SHORT PROBLEM:
Leave out any pictures and transcribe all other data below exactly.
++++ MATERIAL TO PROCESS
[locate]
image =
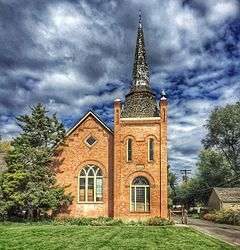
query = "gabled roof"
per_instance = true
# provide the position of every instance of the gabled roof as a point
(90, 113)
(228, 194)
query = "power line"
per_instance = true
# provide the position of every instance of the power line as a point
(185, 173)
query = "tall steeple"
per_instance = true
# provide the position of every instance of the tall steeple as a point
(140, 72)
(141, 101)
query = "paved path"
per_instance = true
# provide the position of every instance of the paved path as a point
(224, 232)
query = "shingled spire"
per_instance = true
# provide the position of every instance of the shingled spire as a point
(141, 101)
(140, 72)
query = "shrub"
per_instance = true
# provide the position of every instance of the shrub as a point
(209, 217)
(231, 217)
(158, 221)
(84, 221)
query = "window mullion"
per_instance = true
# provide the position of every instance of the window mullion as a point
(86, 189)
(94, 188)
(135, 202)
(145, 199)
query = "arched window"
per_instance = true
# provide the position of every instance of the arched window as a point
(140, 195)
(90, 184)
(151, 149)
(129, 149)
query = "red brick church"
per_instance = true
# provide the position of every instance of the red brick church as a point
(120, 173)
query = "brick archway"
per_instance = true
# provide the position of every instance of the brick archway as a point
(135, 174)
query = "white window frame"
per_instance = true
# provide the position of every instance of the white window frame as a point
(128, 160)
(134, 207)
(87, 144)
(86, 177)
(149, 160)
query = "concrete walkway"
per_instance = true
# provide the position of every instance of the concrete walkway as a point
(228, 233)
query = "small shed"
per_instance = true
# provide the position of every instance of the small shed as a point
(224, 198)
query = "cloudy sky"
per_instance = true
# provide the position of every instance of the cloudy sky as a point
(76, 55)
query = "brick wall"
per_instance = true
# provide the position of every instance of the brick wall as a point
(140, 130)
(75, 155)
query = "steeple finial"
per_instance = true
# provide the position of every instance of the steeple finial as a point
(140, 68)
(140, 18)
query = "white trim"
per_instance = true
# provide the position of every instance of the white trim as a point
++++++++
OUTPUT:
[locate]
image =
query = "gabled roof"
per_instance = true
# provide the position of every instance of the gabled roof as a point
(90, 113)
(228, 194)
query = "power line"
per_instance = true
# provide the position of every instance of the power line as a point
(185, 173)
query = "tall steeple"
per_instance = true
# provide the position of every instance of the tall steeple as a point
(140, 72)
(141, 101)
query = "paved path"
per_instance = true
# provide the position of every instance of the paved path as a point
(224, 232)
query = "shingled spire"
per_instance = true
# provide the position of every instance of the shingled spire as a point
(141, 101)
(140, 72)
query = "shrub"
per_instance = true
# provide the position of every instance of the shrub as a point
(209, 217)
(231, 217)
(158, 221)
(84, 221)
query = "window mullion"
per_instance = true
# provide the position of every instance of the window mullion as a point
(86, 189)
(94, 188)
(135, 202)
(145, 199)
query = "arched window"
per_instance = true
# provide the position of every instance of the arched window as a point
(140, 195)
(90, 184)
(151, 149)
(129, 149)
query = "red brick church"
per_instance = true
# provide the position of every instance of the red brick church as a point
(120, 173)
query = "brick archway"
per_instance = true
# provide the position of every instance of the brick archway as a point
(135, 174)
query = "white window frame"
per_instance = true
# provide the position of every instance of the white window frame as a point
(128, 160)
(134, 207)
(87, 144)
(86, 177)
(149, 160)
query = "concrete walkway"
per_instance = true
# provide the position of every instance of the concrete walkway as a point
(228, 233)
query = "small shed"
per_instance = true
# provide the position of every instance of the small shed as a point
(224, 198)
query = "cloudy sky"
per_instance = true
# provide the position of every instance of the cloudy sky as a point
(76, 55)
query = "brick wall"
per_instance = true
# provide the position of every instance of the brick wall as a point
(140, 130)
(75, 155)
query = "steeple finial"
per_instance = true
# provide the position of every instance of the steeple finial as a point
(140, 68)
(140, 18)
query = "white trim"
per_instance = true
# provide the position of every instance of the white trim as a point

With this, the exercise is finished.